因みに、CELAG(ラテンアメリカ地政学研究センター, El Centro Estratégico Latinoamericano de Geopolítica)の「パラグアイの民主主義と政治危機」という分析レポートによると、1995年以降の国民による政権への評価は概ねポジティブで、こうした政治的安定性が最近のパラグアイ経済の好調にも結び付いていると考えられます。

https://www.celag.org/democracia-y-crisis-politica-paraguay-busca-su-destino/

前述の「汚職・マフィア・密輸」レポートの著者Gloria Ayala Person氏はキリスト教徒企業家協会の会長で、証券会社やコンサルティング企業も経営する女性経営者ですが、現政権や与党を批判するような発言が有力新聞であるUltima Hora紙に掲載される点をみても、表現の自由も守られている事の表れと判断できます。

作業一覧 -
1 – パラグアイの政治に関する課題文では、Gloria Ayala Person氏はどの団体の会長とされていますか。
2 – パラグアイの政治に関する課題文を、最後の文の後から書き継いでください。
記録はここでは使いません。

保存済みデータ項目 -
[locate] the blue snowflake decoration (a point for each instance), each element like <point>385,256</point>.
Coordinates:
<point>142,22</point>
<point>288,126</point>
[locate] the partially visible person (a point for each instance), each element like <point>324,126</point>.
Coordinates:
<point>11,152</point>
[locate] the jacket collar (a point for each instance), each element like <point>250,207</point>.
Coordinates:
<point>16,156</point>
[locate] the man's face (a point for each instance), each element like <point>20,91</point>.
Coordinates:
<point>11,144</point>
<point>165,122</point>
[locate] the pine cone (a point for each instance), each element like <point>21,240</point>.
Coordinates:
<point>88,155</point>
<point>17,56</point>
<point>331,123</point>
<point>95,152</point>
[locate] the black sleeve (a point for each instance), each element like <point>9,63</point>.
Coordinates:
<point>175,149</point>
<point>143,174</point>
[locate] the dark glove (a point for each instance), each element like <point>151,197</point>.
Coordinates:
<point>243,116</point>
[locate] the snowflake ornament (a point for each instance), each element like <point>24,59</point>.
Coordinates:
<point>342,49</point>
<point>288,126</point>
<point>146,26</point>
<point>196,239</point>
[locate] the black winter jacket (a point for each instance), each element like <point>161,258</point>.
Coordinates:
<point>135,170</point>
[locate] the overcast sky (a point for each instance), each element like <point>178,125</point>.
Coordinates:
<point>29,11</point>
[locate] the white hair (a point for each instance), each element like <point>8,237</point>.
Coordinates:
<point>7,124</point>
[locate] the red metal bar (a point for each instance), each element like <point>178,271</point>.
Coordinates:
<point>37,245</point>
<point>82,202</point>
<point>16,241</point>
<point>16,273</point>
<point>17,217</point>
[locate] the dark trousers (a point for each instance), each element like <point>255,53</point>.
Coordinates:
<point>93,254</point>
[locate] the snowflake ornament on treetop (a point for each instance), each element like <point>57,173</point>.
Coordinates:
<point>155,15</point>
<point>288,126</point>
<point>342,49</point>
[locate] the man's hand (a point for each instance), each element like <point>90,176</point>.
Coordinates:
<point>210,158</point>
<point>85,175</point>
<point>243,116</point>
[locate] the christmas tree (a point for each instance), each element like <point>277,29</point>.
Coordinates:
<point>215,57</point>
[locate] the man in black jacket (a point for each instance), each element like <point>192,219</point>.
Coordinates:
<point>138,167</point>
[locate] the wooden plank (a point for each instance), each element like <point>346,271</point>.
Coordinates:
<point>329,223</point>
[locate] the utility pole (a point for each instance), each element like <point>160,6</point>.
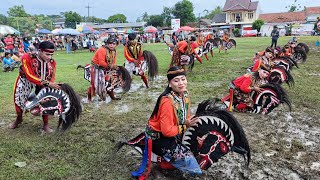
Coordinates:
<point>88,7</point>
<point>199,22</point>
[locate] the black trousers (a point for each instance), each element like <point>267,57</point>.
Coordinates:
<point>274,42</point>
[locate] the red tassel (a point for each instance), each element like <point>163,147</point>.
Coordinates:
<point>231,100</point>
<point>145,176</point>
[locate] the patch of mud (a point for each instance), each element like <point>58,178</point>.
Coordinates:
<point>314,74</point>
<point>120,109</point>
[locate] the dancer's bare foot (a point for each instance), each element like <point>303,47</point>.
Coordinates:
<point>47,129</point>
<point>13,125</point>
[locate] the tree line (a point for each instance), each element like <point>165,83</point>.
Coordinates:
<point>27,23</point>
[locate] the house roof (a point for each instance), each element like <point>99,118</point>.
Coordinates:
<point>219,18</point>
<point>232,5</point>
<point>283,17</point>
<point>118,25</point>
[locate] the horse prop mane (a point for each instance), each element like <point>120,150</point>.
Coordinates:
<point>268,99</point>
<point>123,78</point>
<point>217,133</point>
<point>279,75</point>
<point>152,64</point>
<point>63,102</point>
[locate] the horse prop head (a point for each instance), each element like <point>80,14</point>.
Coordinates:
<point>279,75</point>
<point>217,133</point>
<point>63,102</point>
<point>271,97</point>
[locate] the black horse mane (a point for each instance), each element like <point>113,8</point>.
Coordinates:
<point>290,80</point>
<point>125,77</point>
<point>291,61</point>
<point>303,53</point>
<point>75,109</point>
<point>234,42</point>
<point>211,107</point>
<point>152,64</point>
<point>283,96</point>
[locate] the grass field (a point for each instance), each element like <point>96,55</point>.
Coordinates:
<point>86,150</point>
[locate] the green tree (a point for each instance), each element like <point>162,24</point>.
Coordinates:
<point>23,24</point>
<point>294,7</point>
<point>184,11</point>
<point>71,19</point>
<point>94,19</point>
<point>3,19</point>
<point>117,18</point>
<point>166,16</point>
<point>145,17</point>
<point>214,12</point>
<point>155,20</point>
<point>257,24</point>
<point>17,11</point>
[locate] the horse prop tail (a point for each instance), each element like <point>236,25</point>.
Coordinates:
<point>291,62</point>
<point>301,52</point>
<point>126,78</point>
<point>80,66</point>
<point>152,63</point>
<point>279,75</point>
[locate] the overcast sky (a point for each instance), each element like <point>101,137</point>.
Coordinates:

番号別解答 -
1 – キリスト教徒企業家協会です。

2 –
いろんなレポートで日本は優位と伝えられて、ぬるま湯に満足していると、いつの間にか湯がたぎってしまうかも知れませんので、注意しましょう。

話はガラッと変わって、今日の言葉ranaに関するオマケの話題。

美食の国ペルーの首都リマで筆者が一番おススメするレストランがCanta Rana(蛙の唄)。マチュピチュ旅行の行き帰り、リマでは一回しか食事の機会がないとしたら、是非ここへどうぞ。ウニのセビチェや海産ごはん等、日本人の口にも合うペルー料理が気軽に楽しめます。

https://www.tripadvisor.com.pe/Restaurant_Review-g294316-d1075886-Reviews-Canta_Rana-Lima_Lima_Region.html

ベネズエラの首都カラカスでは夜になるとピーピー鳴く蛙Sapitoが沢山いて、あれだけ鳴いてるのだから簡単に見つかると思いきや、何年住んでいても見られないで結局残念ながら帰任になる駐在員が多かったことを蛙の話題で思い出しました。https://www.youtube.com/watch?v=5jhXaTTkJfM

この声を聴いて眠りにつく市民は今でも多い様です。そしてパラグアイには猫の様にニャーニャーと鳴く不思議なガマガエルが居ます。 https://www.metatube.com/es/videos/303946/Sapo-hace-sonidos-de-gato/ スペイン語でranaをポルトガル語でsapoと紹介しましたが、スペイン語でもsapoで通じます。ポルトガル語でのranaも同様です。

「4月24日発」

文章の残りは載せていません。